What is required:
The complete data, repeated exactly, should form your response.

■ ■ ■ ■ ■

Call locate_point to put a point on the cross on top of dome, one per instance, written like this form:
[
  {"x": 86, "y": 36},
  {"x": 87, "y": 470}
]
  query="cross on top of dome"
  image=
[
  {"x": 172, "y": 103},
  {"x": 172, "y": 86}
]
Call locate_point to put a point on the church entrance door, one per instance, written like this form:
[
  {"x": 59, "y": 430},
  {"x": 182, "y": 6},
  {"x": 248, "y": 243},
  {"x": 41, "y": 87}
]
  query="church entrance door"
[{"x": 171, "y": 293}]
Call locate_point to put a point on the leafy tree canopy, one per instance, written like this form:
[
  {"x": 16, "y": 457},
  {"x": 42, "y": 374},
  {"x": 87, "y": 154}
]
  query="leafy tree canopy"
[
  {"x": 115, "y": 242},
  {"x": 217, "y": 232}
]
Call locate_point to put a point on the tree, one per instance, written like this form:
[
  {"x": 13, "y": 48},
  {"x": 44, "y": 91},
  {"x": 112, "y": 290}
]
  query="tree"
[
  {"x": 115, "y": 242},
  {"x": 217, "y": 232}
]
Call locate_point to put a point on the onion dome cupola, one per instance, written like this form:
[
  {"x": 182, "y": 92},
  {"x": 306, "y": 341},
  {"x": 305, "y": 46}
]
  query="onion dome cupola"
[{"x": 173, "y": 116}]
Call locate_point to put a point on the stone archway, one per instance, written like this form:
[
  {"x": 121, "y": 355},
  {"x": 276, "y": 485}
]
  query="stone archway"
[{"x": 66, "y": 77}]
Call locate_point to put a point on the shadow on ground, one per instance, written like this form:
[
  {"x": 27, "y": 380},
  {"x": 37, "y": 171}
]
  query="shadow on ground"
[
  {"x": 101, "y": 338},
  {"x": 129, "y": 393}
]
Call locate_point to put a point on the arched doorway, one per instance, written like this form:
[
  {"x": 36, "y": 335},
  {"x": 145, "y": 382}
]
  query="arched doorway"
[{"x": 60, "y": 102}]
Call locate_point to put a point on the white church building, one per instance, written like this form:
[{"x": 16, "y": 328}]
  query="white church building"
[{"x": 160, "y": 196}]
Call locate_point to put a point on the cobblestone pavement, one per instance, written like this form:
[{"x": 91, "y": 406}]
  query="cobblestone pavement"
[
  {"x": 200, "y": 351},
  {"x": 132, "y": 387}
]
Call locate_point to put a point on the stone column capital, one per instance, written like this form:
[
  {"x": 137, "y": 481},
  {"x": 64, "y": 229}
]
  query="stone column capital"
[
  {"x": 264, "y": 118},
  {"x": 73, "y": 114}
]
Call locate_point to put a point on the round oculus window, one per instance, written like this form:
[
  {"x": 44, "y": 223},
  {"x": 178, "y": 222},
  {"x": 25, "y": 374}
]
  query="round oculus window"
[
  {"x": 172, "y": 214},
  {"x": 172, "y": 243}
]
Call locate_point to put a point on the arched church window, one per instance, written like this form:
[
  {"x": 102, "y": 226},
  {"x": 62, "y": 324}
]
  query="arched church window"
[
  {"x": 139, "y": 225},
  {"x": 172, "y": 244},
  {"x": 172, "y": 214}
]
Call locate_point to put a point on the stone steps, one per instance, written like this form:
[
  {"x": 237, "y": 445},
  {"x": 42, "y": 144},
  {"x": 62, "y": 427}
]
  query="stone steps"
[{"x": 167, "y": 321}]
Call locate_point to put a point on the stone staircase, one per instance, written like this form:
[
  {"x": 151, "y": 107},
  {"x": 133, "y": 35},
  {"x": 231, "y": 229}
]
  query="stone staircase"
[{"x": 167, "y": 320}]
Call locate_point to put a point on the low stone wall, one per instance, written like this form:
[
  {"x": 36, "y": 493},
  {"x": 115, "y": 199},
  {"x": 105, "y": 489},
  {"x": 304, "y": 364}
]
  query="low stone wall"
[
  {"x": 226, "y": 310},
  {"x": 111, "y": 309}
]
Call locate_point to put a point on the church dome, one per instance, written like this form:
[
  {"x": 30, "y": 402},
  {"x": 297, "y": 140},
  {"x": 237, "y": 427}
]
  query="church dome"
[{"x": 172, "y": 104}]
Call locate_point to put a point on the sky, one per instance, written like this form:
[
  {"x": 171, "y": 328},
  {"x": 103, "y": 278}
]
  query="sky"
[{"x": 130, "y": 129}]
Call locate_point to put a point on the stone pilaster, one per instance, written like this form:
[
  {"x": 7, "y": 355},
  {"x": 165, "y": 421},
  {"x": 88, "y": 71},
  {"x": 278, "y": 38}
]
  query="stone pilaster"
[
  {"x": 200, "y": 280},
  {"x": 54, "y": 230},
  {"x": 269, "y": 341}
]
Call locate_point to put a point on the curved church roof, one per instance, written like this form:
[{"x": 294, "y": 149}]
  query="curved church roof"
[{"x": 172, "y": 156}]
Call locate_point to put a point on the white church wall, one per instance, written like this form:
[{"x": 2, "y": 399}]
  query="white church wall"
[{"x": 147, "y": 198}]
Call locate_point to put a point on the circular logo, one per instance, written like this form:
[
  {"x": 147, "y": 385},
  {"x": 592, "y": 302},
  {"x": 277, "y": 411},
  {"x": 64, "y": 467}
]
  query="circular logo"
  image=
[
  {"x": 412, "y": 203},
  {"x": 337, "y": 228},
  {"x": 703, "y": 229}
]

■ ■ ■ ■ ■

Your response:
Call locate_point to put a point on the cross on top of dome, one per instance, written like this form:
[
  {"x": 86, "y": 36},
  {"x": 87, "y": 470}
]
  query="cross on top of dome"
  image=
[
  {"x": 172, "y": 103},
  {"x": 172, "y": 86}
]
Call locate_point to put a point on the church entrance door, one per instance, written like this form:
[
  {"x": 59, "y": 430},
  {"x": 182, "y": 6},
  {"x": 248, "y": 243},
  {"x": 41, "y": 87}
]
  query="church entrance door"
[{"x": 171, "y": 293}]
Call locate_point to put a point on the leafy tree canopy, one per instance, written like this form:
[
  {"x": 16, "y": 457},
  {"x": 42, "y": 374},
  {"x": 87, "y": 154}
]
  query="leafy tree canopy"
[
  {"x": 115, "y": 242},
  {"x": 217, "y": 232}
]
Call locate_point to put a point on the tree, one per instance, written like this form:
[
  {"x": 13, "y": 48},
  {"x": 44, "y": 91},
  {"x": 112, "y": 290}
]
  query="tree"
[
  {"x": 115, "y": 242},
  {"x": 217, "y": 232}
]
Call locate_point to put a point on the onion dome cupola, one per instance, written like this form:
[
  {"x": 182, "y": 92},
  {"x": 306, "y": 341},
  {"x": 305, "y": 46}
]
  query="onion dome cupola"
[{"x": 173, "y": 116}]
Call locate_point to put a point on the stone archway, one per instance, written like this form:
[
  {"x": 121, "y": 355},
  {"x": 276, "y": 485}
]
  query="stone archway"
[{"x": 66, "y": 77}]
Call locate_point to put a point on the shadow on ground, one per instance, written like this form:
[
  {"x": 27, "y": 380},
  {"x": 37, "y": 171}
]
  query="shadow on ground"
[
  {"x": 101, "y": 338},
  {"x": 129, "y": 393}
]
Call locate_point to put a point on the arched doorway, one per instance, written like this form:
[
  {"x": 36, "y": 335},
  {"x": 145, "y": 382}
]
  query="arched doorway"
[{"x": 60, "y": 102}]
Call locate_point to put a point on the white church building, one per instance, written like this form:
[{"x": 16, "y": 328}]
  query="white church building"
[{"x": 160, "y": 196}]
Call locate_point to put a point on the cobblestone pavement, one per instance, written like this form:
[{"x": 91, "y": 406}]
  query="cobblestone pavement"
[
  {"x": 200, "y": 351},
  {"x": 132, "y": 387}
]
Call locate_point to put a point on the stone column capital, one per instance, written like this form:
[
  {"x": 137, "y": 481},
  {"x": 64, "y": 229}
]
  query="stone column capital"
[
  {"x": 264, "y": 118},
  {"x": 73, "y": 114}
]
Call locate_point to put a point on the round oculus window, one per instance, written like this form:
[
  {"x": 44, "y": 223},
  {"x": 178, "y": 222},
  {"x": 25, "y": 374}
]
  query="round oculus window"
[
  {"x": 172, "y": 214},
  {"x": 172, "y": 243}
]
Call locate_point to put a point on the arched church window, one per instance, written like this form:
[
  {"x": 102, "y": 226},
  {"x": 62, "y": 324}
]
  query="arched church window"
[
  {"x": 139, "y": 225},
  {"x": 172, "y": 244},
  {"x": 172, "y": 214}
]
Call locate_point to put a point on the stone steps, one per instance, written like this form:
[
  {"x": 237, "y": 445},
  {"x": 42, "y": 144},
  {"x": 62, "y": 427}
]
  query="stone steps"
[{"x": 167, "y": 321}]
Call locate_point to put a point on the stone staircase, one per instance, written like this form:
[
  {"x": 151, "y": 107},
  {"x": 133, "y": 35},
  {"x": 231, "y": 229}
]
  query="stone staircase"
[{"x": 167, "y": 320}]
Call locate_point to put a point on the low stone wall, one per instance, written like this form:
[
  {"x": 36, "y": 493},
  {"x": 115, "y": 199},
  {"x": 105, "y": 489},
  {"x": 304, "y": 364}
]
  query="low stone wall"
[
  {"x": 226, "y": 310},
  {"x": 111, "y": 309}
]
Call locate_point to put a point on the church dome, one per instance, written like this form:
[
  {"x": 30, "y": 402},
  {"x": 297, "y": 140},
  {"x": 237, "y": 427}
]
  query="church dome"
[{"x": 172, "y": 104}]
Call locate_point to put a point on the sky, one per instance, written like this form:
[
  {"x": 171, "y": 328},
  {"x": 103, "y": 278}
]
  query="sky"
[{"x": 130, "y": 129}]
Call locate_point to put a point on the stone pilaster, one per instance, written like this form:
[
  {"x": 7, "y": 355},
  {"x": 165, "y": 421},
  {"x": 88, "y": 71},
  {"x": 278, "y": 38}
]
  query="stone pilaster"
[
  {"x": 200, "y": 280},
  {"x": 54, "y": 230},
  {"x": 269, "y": 341}
]
Call locate_point to put a point on the curved church roof, one per instance, written like this form:
[{"x": 294, "y": 149}]
  query="curved church roof"
[{"x": 172, "y": 156}]
Call locate_point to put a point on the white church wall, one per instance, written like this form:
[{"x": 2, "y": 399}]
  query="white church wall"
[{"x": 147, "y": 198}]
Call locate_point to put a point on the circular logo, one per instance, written like this form:
[
  {"x": 147, "y": 385},
  {"x": 592, "y": 302},
  {"x": 277, "y": 411},
  {"x": 64, "y": 467}
]
  query="circular logo"
  image=
[
  {"x": 412, "y": 203},
  {"x": 337, "y": 228},
  {"x": 703, "y": 229}
]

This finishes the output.